## WRITTEN TASK
Can you reproduce the data below verbatim, from the line containing "of the bicep" through the final line?

------------------------------------

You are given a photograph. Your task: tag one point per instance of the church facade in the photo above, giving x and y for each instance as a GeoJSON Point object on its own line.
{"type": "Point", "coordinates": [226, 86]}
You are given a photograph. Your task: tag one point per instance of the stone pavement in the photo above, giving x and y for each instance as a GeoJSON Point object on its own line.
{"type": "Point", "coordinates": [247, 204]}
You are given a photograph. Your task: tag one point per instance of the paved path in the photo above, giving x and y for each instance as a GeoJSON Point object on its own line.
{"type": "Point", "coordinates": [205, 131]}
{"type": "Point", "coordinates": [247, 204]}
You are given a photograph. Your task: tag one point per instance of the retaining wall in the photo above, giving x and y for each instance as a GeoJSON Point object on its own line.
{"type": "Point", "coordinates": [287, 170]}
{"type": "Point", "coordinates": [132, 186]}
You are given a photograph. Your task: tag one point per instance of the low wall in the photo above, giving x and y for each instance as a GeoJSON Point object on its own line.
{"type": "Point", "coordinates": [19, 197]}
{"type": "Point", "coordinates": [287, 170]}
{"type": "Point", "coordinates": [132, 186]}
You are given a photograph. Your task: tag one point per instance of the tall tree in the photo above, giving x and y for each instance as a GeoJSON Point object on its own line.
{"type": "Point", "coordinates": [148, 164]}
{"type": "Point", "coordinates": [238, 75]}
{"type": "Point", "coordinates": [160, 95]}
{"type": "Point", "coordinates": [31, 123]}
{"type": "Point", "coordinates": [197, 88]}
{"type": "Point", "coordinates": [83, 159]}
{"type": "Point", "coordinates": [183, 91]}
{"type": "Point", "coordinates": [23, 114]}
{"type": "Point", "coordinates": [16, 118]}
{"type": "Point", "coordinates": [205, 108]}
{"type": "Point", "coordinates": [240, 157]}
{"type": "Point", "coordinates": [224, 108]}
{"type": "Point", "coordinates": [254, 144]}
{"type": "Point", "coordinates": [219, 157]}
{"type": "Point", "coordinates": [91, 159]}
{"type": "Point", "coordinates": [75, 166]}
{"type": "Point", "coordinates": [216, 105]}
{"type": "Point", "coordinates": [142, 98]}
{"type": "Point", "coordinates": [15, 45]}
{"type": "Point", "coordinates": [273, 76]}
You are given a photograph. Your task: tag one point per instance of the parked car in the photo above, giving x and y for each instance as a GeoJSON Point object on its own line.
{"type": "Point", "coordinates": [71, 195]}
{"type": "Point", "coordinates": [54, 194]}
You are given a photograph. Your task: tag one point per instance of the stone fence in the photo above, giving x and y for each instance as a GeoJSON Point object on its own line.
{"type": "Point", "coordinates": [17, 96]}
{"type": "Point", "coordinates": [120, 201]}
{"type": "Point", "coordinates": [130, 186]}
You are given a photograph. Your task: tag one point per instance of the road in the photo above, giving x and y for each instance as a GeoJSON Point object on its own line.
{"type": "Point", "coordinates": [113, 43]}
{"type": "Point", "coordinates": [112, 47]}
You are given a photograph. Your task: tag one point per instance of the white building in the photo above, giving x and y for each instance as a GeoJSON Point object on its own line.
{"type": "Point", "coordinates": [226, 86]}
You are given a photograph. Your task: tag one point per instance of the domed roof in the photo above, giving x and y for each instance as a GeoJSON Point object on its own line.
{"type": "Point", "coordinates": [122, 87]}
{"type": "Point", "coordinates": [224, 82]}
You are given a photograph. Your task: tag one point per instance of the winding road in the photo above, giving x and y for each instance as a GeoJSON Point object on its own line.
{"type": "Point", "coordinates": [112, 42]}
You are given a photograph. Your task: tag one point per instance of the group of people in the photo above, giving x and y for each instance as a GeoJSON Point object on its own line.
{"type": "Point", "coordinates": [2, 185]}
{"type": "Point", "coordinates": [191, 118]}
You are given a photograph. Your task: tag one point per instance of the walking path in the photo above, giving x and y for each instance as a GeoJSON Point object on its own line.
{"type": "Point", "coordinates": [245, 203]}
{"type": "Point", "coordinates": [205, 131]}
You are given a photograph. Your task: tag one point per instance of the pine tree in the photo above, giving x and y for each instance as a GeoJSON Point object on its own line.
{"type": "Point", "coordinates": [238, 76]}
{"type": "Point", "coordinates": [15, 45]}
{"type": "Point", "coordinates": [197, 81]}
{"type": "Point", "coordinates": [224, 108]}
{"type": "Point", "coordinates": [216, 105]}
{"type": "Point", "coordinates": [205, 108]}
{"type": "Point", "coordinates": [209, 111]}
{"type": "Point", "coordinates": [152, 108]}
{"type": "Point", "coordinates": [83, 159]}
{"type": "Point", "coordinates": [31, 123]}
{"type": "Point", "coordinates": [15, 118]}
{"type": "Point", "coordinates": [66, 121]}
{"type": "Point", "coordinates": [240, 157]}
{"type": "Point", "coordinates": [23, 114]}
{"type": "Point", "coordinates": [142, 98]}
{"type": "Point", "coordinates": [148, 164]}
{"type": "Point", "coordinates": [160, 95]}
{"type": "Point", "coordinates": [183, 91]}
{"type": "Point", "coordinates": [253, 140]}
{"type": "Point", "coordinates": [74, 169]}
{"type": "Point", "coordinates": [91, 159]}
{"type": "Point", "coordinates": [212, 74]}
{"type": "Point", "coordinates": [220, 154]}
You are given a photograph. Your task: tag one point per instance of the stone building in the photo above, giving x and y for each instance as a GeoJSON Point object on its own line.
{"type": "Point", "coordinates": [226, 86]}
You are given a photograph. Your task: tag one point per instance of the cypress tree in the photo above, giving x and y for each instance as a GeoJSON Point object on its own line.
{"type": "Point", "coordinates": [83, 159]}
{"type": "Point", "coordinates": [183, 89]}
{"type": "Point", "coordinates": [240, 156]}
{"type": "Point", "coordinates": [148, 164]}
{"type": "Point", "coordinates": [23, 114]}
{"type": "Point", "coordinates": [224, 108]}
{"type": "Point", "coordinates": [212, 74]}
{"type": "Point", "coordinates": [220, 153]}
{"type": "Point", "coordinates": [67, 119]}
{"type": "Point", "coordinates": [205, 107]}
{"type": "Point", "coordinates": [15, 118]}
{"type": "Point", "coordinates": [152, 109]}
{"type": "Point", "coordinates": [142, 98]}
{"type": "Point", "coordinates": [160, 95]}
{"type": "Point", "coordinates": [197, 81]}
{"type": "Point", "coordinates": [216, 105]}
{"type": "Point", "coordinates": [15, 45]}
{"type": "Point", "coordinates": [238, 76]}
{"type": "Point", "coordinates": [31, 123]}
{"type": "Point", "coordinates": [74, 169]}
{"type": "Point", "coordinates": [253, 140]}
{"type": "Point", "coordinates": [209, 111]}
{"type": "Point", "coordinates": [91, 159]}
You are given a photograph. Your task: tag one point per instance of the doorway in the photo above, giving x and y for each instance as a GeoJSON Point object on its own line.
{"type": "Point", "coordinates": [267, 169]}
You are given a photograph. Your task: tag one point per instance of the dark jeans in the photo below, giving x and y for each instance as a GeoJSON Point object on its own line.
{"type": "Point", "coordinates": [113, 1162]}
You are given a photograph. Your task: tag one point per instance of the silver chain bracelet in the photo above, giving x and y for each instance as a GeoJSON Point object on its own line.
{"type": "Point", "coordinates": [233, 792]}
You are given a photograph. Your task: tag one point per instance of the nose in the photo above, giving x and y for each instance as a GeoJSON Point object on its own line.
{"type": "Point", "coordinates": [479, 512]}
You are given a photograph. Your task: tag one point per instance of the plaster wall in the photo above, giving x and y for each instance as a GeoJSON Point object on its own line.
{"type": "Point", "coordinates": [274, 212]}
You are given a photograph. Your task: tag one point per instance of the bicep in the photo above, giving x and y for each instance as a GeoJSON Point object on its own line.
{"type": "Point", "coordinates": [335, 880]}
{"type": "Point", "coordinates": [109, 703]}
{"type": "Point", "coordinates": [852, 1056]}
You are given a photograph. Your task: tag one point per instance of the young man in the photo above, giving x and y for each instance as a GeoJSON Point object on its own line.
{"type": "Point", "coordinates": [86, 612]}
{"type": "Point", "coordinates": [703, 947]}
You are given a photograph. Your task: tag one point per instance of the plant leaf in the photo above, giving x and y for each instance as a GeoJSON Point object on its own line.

------------------------------------

## WORKED SOLUTION
You are given a photograph. Your task: tag one point per instance of the bicep in the photo above, giving x and y for each instance as a GeoJSON Point object on its own line.
{"type": "Point", "coordinates": [335, 880]}
{"type": "Point", "coordinates": [109, 703]}
{"type": "Point", "coordinates": [852, 1056]}
You are given a photograph. Your task: tag one point per instance of the young man in the photo above, giving x and y for each instance as a GeoJSON Point object on its own line.
{"type": "Point", "coordinates": [86, 612]}
{"type": "Point", "coordinates": [703, 947]}
You are given a photograph. Your task: tag one point per instance of the plant leaf in the photo above, giving x and y for each instance as a GeoJSON Point object on its own line.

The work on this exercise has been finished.